▶ **Directions for this task**:
Recast the stretch of the listing from the line containing "target: red berry cluster" through the end of the listing as a numbered list, leaving out any blank lines.

>> Start Records provided

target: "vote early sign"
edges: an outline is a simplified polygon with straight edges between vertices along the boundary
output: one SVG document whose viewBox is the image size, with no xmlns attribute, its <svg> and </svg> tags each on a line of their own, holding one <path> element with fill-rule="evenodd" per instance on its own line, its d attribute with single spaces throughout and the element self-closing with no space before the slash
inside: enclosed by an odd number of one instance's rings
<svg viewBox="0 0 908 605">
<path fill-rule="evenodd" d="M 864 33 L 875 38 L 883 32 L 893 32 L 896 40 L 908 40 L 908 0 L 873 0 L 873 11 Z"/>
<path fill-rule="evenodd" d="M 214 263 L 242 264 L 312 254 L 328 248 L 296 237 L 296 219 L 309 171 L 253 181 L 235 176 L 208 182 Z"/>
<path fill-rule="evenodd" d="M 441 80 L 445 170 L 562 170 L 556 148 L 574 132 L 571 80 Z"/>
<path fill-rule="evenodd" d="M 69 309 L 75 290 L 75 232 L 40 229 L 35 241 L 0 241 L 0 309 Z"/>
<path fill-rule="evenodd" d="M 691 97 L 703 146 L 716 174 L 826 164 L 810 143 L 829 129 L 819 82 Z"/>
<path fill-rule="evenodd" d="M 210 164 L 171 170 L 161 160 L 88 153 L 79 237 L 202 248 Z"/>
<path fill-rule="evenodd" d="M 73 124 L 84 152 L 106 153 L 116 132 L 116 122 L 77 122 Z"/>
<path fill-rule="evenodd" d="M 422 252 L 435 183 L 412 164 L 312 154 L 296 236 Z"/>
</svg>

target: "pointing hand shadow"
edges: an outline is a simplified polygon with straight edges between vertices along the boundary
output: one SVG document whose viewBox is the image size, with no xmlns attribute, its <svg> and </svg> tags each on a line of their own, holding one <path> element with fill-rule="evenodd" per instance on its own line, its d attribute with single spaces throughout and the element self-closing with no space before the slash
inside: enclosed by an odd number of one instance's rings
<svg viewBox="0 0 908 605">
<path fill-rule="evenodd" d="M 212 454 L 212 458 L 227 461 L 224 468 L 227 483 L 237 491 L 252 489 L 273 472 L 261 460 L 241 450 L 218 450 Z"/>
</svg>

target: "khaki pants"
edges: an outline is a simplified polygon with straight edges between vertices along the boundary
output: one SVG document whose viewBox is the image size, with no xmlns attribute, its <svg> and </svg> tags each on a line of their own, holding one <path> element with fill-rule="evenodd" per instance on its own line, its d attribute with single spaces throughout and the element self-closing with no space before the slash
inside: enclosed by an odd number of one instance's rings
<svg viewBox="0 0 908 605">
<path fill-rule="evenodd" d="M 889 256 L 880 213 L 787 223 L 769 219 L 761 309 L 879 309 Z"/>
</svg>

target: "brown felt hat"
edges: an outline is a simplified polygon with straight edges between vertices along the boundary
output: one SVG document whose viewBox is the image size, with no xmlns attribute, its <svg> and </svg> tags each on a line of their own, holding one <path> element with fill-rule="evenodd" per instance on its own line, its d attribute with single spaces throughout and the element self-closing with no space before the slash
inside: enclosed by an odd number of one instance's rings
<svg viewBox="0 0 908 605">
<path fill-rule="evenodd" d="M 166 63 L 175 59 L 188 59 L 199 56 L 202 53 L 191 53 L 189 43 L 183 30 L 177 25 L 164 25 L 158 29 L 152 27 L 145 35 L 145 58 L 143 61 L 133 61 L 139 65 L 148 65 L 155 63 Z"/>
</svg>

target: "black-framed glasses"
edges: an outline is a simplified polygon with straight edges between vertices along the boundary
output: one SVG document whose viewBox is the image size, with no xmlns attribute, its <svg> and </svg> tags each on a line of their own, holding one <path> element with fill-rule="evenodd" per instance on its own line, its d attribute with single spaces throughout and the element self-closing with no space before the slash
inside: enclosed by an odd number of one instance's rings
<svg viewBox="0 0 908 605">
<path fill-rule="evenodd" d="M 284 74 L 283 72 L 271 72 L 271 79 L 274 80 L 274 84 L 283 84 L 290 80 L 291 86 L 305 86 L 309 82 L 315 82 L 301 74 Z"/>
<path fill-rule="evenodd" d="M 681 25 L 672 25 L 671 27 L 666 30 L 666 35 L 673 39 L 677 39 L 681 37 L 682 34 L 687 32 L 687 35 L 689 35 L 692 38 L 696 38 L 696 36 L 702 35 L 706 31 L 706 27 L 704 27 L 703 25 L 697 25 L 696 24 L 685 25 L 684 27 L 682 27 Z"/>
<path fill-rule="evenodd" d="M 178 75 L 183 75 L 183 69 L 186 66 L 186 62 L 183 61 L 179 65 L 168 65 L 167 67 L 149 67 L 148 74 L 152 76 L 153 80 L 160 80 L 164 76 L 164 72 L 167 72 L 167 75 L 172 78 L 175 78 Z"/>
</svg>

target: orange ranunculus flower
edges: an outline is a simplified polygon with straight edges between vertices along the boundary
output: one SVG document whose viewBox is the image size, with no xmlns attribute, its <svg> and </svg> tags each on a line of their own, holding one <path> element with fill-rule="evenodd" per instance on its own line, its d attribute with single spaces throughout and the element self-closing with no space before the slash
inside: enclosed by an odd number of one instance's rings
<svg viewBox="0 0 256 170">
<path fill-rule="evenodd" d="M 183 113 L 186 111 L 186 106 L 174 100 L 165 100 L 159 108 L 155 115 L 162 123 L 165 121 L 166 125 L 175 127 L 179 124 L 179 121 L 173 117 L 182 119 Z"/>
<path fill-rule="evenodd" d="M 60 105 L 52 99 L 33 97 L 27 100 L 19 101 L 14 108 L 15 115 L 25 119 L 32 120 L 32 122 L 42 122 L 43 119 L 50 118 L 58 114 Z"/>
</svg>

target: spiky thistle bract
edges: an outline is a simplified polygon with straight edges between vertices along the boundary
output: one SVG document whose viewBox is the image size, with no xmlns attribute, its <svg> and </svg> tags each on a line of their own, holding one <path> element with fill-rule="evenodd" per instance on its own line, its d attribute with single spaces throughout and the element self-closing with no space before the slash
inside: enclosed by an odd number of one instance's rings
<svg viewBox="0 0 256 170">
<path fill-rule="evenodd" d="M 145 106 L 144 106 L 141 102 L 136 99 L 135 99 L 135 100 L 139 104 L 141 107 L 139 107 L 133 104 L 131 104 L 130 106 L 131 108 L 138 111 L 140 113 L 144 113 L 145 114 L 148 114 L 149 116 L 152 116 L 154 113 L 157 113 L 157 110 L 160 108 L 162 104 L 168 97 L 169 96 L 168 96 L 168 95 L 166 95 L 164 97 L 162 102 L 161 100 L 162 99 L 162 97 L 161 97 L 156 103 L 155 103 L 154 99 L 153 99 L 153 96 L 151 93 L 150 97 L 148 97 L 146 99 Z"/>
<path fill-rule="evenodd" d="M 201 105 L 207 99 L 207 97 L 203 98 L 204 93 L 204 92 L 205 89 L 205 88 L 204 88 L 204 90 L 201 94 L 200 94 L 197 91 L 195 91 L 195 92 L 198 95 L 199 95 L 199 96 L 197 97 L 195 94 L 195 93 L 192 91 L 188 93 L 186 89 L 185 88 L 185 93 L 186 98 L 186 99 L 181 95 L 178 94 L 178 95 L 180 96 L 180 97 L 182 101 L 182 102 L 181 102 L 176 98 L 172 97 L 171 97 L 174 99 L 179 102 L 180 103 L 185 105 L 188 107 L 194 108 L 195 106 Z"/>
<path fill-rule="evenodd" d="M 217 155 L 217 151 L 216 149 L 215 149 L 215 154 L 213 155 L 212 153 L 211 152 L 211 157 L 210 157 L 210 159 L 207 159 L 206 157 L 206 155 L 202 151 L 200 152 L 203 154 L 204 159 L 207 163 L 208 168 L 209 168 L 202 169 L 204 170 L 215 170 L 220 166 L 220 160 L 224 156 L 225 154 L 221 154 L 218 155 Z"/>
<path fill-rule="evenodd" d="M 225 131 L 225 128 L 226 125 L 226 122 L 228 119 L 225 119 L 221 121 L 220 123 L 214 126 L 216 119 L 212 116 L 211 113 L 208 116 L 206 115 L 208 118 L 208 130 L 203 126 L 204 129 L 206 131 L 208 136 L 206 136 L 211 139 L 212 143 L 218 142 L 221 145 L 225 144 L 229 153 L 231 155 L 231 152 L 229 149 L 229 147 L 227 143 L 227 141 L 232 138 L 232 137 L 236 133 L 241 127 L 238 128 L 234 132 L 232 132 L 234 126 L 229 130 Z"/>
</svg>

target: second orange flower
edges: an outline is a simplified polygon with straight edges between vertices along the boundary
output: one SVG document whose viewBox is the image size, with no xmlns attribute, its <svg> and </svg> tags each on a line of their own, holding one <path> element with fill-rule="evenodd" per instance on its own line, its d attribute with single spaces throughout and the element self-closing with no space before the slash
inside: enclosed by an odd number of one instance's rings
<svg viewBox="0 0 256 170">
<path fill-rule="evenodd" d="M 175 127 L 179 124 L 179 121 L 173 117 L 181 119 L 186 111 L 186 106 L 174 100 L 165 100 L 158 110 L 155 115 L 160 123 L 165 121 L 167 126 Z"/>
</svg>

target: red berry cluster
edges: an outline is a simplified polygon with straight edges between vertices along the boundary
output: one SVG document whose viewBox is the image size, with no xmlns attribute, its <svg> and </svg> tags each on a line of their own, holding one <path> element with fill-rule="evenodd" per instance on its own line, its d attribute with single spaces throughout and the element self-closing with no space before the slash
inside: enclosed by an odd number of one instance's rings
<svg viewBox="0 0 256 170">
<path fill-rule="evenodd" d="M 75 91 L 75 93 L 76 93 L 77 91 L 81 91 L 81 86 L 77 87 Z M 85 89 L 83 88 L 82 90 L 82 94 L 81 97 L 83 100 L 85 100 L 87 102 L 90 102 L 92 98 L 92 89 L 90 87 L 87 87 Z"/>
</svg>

>> End Records provided

▶ **Response**:
1. target: red berry cluster
2. edges: an outline is a simplified polygon with straight edges between vertices along the boundary
3. output: one SVG document whose viewBox is the image size, with no xmlns attribute, its <svg> and </svg> tags each on a line of their own, holding one <path> element with fill-rule="evenodd" per instance on its own line, its d attribute with single spaces throughout and the element self-closing with no space before the slash
4. inside: enclosed by an odd number of one instance's rings
5. <svg viewBox="0 0 256 170">
6. <path fill-rule="evenodd" d="M 75 91 L 75 93 L 76 93 L 77 91 L 81 91 L 81 86 L 77 87 Z M 85 89 L 83 88 L 82 90 L 82 94 L 81 97 L 83 100 L 85 100 L 87 102 L 90 102 L 92 98 L 92 89 L 90 87 L 87 87 Z"/>
7. </svg>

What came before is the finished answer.